─── FRAGMENTO SELECCIONADO ───

Los autores demuestran el poder de la “destrucción creativa”. En 2005, en EE UU las nuevas empresas (menos de un año de antigüedad) crearon el 142% de los empleos netos: tal es el poder de la “mentalidad Start-Up” para el empleo. Hay una clara correlación (negativa) entre el empleo que genera una empresa y su antigüedad. Hay una clara correlación (positiva) entre la destrucción creativa y el PIB per cápita de un país. Hay correlación negativa entre la innovación y el tamaño de la empresa. Verdades evidentes a favor de una cultura innovadora que cada vez es más difícil de implantar cuanto más vieja y más grande sea la compañía (parásitos en el anciano dinosaurio). La visión de Schumpeter es más inteligentemente optimista y más real que la de Larry Summers y Robert Gordon (estancamiento secular).
Y mucho más útil que el “crecimiento sin paradigma” (consenso de Washington, por John Williamson: pretender que una economía crezca estabilizándola, liberalizando los mercados y privatizando empresas públicas, igual en Asia que en Iberoamérica, modelo criticado por Ricardo Hausmann, Dani Rodrik y Andres Velasco) o el paradigma neoclásico (mera acumulación del capital).
Angus Maddison ha demostrado, a través de largas series (del año 1000 al 2008) que el crecimiento sostenido del ingreso y de la población es un fenómeno reciente y que se produce por la tecnología, que supera la “trampa malthusiana” de población y alimentación. Es la evolución conjunta de la tecnología y las instituciones, como ha señalado Joel Mokyr (2002), la que ha provocado el despegue a través de la difusión del conocimiento y de la información. De ahí la importancia de la competencia, de los derechos del inventor y del desarrollo de las “buenas finanzas” (no las endogámicas que denuncia Mariana Mazzucato, las endogámicas) para estimular las innovaciones. Innovación acumulativa, Instituciones y Competencia para el despegue, desde la revolución industrial.
Las olas tecnológicas, ¿son bendiciones o castigos? Depende. Hay un retraso en la difusión de las olas, por lo que sólo las segundas innovaciones son bendiciones: lo vimos en la electricidad o en los PCs, cuando se incorporaron a los hogares. ¿Y qué pasa con el empleo? Los estudios de Daren Acemoglu y Pascual Restrepo (2020) y Xavier Jaravel (2020) insisten en la misma línea: se automatizan las tareas rutinarias. Ya lo decía Leontieff: “El trabajo cada vez será menos importante”: El empleo, la implicación en nuestro talento, lo será más.

───

§ CONSIGNA 1
Vuelve a escribir el listado empezando por su primera línea y terminando en la línea que contiene "x=226, y=196", ambas incluidas, con las instrucciones tal cual. Suma 135 a cada número de las coordenadas de respuesta, pero no a los de las instrucciones ni a sus muestras de formato.

─── LISTADO ORIGINAL ───

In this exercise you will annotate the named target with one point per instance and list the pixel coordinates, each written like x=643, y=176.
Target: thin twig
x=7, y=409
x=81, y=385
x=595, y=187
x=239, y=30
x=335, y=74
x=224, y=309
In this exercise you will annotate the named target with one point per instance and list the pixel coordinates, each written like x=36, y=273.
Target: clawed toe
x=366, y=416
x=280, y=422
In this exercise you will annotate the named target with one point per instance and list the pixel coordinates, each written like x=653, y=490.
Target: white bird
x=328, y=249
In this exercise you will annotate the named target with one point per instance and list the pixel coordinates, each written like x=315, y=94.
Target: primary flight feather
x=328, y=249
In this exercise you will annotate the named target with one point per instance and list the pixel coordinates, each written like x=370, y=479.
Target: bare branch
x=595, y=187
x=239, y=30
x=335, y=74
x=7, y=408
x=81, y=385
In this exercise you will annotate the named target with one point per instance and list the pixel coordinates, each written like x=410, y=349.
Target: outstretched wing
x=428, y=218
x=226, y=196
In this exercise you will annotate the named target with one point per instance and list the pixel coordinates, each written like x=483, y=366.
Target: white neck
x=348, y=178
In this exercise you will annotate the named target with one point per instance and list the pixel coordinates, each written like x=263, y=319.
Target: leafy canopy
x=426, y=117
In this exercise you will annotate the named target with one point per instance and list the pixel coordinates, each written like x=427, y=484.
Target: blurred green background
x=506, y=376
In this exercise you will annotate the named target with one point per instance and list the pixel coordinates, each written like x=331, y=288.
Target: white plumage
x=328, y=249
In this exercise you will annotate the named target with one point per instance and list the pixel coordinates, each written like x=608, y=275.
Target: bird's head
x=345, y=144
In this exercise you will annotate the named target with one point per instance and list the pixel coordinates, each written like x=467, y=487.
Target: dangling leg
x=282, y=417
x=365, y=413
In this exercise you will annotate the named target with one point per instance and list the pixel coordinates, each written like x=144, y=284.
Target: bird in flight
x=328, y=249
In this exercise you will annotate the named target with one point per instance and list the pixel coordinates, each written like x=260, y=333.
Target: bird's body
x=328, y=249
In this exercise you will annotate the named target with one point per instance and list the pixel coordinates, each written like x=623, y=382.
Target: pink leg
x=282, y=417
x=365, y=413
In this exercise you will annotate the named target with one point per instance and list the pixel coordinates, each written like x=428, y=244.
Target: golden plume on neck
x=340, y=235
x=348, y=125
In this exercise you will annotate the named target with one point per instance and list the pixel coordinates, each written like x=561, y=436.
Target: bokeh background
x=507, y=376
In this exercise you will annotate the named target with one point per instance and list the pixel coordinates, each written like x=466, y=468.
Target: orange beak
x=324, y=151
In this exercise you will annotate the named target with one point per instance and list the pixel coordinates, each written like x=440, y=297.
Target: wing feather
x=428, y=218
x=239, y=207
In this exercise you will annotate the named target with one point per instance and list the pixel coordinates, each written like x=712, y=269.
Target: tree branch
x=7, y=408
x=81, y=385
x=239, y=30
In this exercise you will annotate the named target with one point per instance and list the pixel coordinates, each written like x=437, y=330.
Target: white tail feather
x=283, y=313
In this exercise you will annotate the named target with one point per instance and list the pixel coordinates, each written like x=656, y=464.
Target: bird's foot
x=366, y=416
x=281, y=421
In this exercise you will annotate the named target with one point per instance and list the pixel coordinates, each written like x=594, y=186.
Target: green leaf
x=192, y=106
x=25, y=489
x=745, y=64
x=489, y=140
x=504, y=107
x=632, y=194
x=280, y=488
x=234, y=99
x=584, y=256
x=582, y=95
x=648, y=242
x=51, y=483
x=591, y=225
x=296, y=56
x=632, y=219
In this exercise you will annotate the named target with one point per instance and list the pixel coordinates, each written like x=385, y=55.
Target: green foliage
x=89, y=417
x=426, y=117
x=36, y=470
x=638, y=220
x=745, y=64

───

§ CONSIGNA 2
Di si cada afirmación coincide con el fragmento y contesta sí o no, citando las palabras exactas que lo deciden: (a) en 2005, las nuevas empresas de EE UU crearon el 142% de los empleos netos; (b) hay una correlación positiva entre la innovación y el tamaño de la empresa; (c) las series de Angus Maddison abarcan del año 1500 al 2008.

§ RESPUESTA COMPLETA 1
In this exercise you will annotate the named target with one point per instance and list the pixel coordinates, each written like x=643, y=176.
Target: thin twig
x=142, y=544
x=216, y=520
x=730, y=322
x=374, y=165
x=470, y=209
x=359, y=444
In this exercise you will annotate the named target with one point per instance and list the pixel coordinates, each written like x=36, y=273.
Target: clawed toe
x=501, y=551
x=415, y=557
In this exercise you will annotate the named target with one point per instance and list the pixel coordinates, each written like x=653, y=490.
Target: white bird
x=463, y=384
In this exercise you will annotate the named target with one point per instance and list the pixel coordinates, each written like x=315, y=94.
Target: primary flight feather
x=463, y=384
In this exercise you will annotate the named target with one point per instance and list the pixel coordinates, each written like x=370, y=479.
Target: bare branch
x=730, y=322
x=374, y=165
x=470, y=209
x=142, y=543
x=216, y=520
In this exercise you will annotate the named target with one point per instance and list the pixel coordinates, each written like x=410, y=349.
Target: outstretched wing
x=563, y=353
x=361, y=331

§ RESPUESTA COMPLETA 2
(a) Sí: «En 2005, en EE UU las nuevas empresas (menos de un año de antigüedad) crearon el 142% de los empleos netos».
(b) No: «Hay correlación negativa entre la innovación y el tamaño de la empresa».
(c) No: «(del año 1000 al 2008)».